TASK DESCRIPTION -
Each record, exactly as written, should be printed again.

INPUT DATA -
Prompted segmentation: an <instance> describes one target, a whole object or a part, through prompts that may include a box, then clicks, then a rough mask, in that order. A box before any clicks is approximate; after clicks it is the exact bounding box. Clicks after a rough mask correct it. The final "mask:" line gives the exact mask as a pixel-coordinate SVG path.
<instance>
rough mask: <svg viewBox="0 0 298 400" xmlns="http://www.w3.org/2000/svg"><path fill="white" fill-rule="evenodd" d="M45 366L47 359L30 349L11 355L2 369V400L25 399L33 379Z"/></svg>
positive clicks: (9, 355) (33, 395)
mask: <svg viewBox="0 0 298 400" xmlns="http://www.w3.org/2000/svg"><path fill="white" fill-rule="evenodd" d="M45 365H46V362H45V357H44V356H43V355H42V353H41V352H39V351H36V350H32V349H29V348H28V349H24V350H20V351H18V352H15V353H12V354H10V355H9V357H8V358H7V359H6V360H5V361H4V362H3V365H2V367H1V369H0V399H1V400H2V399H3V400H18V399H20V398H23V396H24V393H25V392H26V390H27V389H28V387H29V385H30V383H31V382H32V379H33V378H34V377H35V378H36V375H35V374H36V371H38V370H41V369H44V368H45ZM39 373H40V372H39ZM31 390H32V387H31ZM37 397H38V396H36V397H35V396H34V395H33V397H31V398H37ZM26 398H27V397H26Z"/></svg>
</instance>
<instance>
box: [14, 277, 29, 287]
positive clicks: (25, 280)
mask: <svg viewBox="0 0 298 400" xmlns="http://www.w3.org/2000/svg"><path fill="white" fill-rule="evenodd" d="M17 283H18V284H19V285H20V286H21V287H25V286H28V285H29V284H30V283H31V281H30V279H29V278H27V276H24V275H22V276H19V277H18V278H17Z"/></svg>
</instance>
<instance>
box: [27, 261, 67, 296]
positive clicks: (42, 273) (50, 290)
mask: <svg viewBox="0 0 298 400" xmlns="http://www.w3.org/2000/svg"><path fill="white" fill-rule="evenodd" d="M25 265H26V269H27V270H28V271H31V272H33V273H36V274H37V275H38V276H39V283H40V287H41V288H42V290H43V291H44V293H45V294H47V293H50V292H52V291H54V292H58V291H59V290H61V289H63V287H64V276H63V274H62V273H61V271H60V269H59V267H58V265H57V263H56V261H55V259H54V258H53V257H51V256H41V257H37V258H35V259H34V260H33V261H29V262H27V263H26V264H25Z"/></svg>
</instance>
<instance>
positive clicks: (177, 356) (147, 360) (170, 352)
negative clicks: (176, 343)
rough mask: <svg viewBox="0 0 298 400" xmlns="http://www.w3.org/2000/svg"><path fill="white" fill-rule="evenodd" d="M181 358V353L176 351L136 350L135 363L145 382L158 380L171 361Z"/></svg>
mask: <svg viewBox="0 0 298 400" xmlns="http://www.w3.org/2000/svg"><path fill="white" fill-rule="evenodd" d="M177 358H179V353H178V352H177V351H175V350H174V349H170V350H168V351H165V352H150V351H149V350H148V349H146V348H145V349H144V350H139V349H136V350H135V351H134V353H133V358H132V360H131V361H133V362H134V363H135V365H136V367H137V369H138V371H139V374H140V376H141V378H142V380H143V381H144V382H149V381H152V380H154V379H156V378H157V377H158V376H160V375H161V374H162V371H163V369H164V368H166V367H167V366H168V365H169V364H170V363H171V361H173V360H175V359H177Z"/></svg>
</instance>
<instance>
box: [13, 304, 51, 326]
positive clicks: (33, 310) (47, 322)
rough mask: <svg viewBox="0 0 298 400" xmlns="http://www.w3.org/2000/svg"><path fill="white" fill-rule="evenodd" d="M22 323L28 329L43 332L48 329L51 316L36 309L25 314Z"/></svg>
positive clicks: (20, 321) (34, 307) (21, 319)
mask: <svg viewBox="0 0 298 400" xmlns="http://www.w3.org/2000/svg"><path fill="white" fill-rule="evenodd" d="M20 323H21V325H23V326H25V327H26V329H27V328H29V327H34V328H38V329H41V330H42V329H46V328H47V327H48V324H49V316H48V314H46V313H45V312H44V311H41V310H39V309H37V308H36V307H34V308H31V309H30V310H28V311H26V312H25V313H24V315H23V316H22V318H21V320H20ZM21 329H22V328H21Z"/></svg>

WRITTEN REPLY -
Prompted segmentation: an <instance> describes one target, a whole object or a part, through prompts that may include a box, then clicks, then a rough mask, in that order. A box before any clicks is approximate; after clicks it is the exact bounding box. Clicks after a rough mask correct it. The final "mask:" line gives the exact mask as a pixel-coordinate SVG path.
<instance>
rough mask: <svg viewBox="0 0 298 400" xmlns="http://www.w3.org/2000/svg"><path fill="white" fill-rule="evenodd" d="M45 366L47 359L30 349L11 355L2 369V400L25 399L33 379Z"/></svg>
positive clicks: (9, 355) (33, 395)
mask: <svg viewBox="0 0 298 400" xmlns="http://www.w3.org/2000/svg"><path fill="white" fill-rule="evenodd" d="M45 365H46V362H45V357H44V356H43V355H42V353H41V352H39V351H36V350H32V349H29V348H28V349H24V350H20V351H18V352H15V353H12V354H10V355H9V357H8V358H7V359H6V360H5V361H4V362H3V365H2V367H1V369H0V399H1V400H2V399H3V400H18V399H20V398H23V396H24V393H25V392H26V390H27V389H28V387H29V385H30V383H31V382H32V379H33V378H34V377H35V378H36V375H35V374H36V371H38V370H41V369H44V368H45ZM39 373H40V372H39ZM31 390H32V387H31ZM37 397H38V396H36V397H35V396H34V395H33V397H31V398H37ZM26 398H27V397H26Z"/></svg>
</instance>
<instance>
box: [14, 277, 29, 287]
positive clicks: (25, 280)
mask: <svg viewBox="0 0 298 400" xmlns="http://www.w3.org/2000/svg"><path fill="white" fill-rule="evenodd" d="M17 283H18V284H19V285H20V286H21V287H25V286H28V285H29V284H30V283H31V281H30V279H29V278H27V276H24V275H22V276H19V277H18V278H17Z"/></svg>
</instance>
<instance>
box: [27, 261, 67, 296]
positive clicks: (42, 273) (50, 290)
mask: <svg viewBox="0 0 298 400" xmlns="http://www.w3.org/2000/svg"><path fill="white" fill-rule="evenodd" d="M25 265H26V269H27V270H28V271H31V272H33V273H36V274H37V275H38V276H39V283H40V287H41V288H42V290H43V291H44V293H45V294H47V293H50V292H52V291H54V292H58V291H59V290H61V289H63V287H64V276H63V274H62V273H61V271H60V269H59V267H58V265H57V263H56V261H55V259H54V258H53V257H51V256H41V257H37V258H35V259H34V260H33V261H29V262H27V263H26V264H25Z"/></svg>
</instance>
<instance>
positive clicks: (177, 356) (147, 360) (170, 352)
negative clicks: (176, 343)
rough mask: <svg viewBox="0 0 298 400" xmlns="http://www.w3.org/2000/svg"><path fill="white" fill-rule="evenodd" d="M181 358V353L176 351L136 350L135 363L145 382L158 380L171 361Z"/></svg>
mask: <svg viewBox="0 0 298 400" xmlns="http://www.w3.org/2000/svg"><path fill="white" fill-rule="evenodd" d="M177 358H179V353H178V352H177V351H175V350H174V349H170V350H168V351H165V352H150V351H149V350H148V349H146V348H145V349H144V350H139V349H136V350H135V351H134V353H133V358H132V360H131V361H133V362H134V363H135V365H136V367H137V369H138V371H139V374H140V376H141V378H142V380H143V381H144V382H149V381H152V380H154V379H156V378H157V377H158V376H160V375H161V374H162V371H163V369H164V368H166V367H167V366H168V365H169V364H170V363H171V361H173V360H175V359H177Z"/></svg>
</instance>
<instance>
box: [13, 304, 51, 326]
positive clicks: (33, 310) (47, 322)
rough mask: <svg viewBox="0 0 298 400" xmlns="http://www.w3.org/2000/svg"><path fill="white" fill-rule="evenodd" d="M22 323L28 329L43 332L48 329L51 316L36 309L25 314Z"/></svg>
positive clicks: (20, 321) (34, 307) (21, 319)
mask: <svg viewBox="0 0 298 400" xmlns="http://www.w3.org/2000/svg"><path fill="white" fill-rule="evenodd" d="M20 323H21V325H23V326H25V327H26V329H27V328H29V327H34V328H38V329H41V330H42V329H46V328H47V327H48V324H49V316H48V314H46V313H45V312H44V311H41V310H39V309H37V308H36V307H34V308H31V309H30V310H28V311H26V312H25V313H24V315H23V316H22V318H21V320H20ZM21 329H22V328H21Z"/></svg>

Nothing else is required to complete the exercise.